TASK TO CARRY OUT: Every line from the one containing "(a) What is the bounding box of the swan's tail" through the last line below should be reproduced exactly; please include nothing else.

[Text-to-region grounding data]

= Beginning of Section =

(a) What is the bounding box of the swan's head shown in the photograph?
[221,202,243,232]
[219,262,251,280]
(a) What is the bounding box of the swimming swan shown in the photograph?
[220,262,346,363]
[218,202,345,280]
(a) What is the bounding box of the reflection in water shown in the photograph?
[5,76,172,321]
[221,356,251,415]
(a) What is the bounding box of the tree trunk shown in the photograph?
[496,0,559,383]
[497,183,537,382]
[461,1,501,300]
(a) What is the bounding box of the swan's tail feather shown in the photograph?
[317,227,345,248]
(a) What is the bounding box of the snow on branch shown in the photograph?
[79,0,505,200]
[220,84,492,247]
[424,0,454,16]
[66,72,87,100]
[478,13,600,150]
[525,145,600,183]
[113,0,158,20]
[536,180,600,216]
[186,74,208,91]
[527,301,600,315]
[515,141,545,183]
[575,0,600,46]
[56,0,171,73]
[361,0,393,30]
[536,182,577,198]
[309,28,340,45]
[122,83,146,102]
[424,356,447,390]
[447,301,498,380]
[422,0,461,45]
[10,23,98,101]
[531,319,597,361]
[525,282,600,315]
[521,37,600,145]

= End of Section =

RESULT FOR THIS EXERCISE:
(a) What is the bounding box of the swan's tail feather shown in the photograph?
[317,227,345,248]
(a) What is the bounding box of the snow on branch shown in the photograph?
[79,0,505,200]
[220,84,492,247]
[424,0,454,16]
[66,72,87,100]
[478,13,600,150]
[525,145,600,183]
[113,0,158,20]
[536,180,600,216]
[186,74,208,91]
[527,301,600,315]
[515,141,545,183]
[575,0,600,46]
[56,0,171,73]
[361,0,393,30]
[536,182,577,198]
[309,28,340,45]
[122,83,146,102]
[424,356,447,390]
[447,301,498,380]
[422,0,461,45]
[10,23,98,101]
[531,319,597,361]
[525,282,600,315]
[521,37,600,145]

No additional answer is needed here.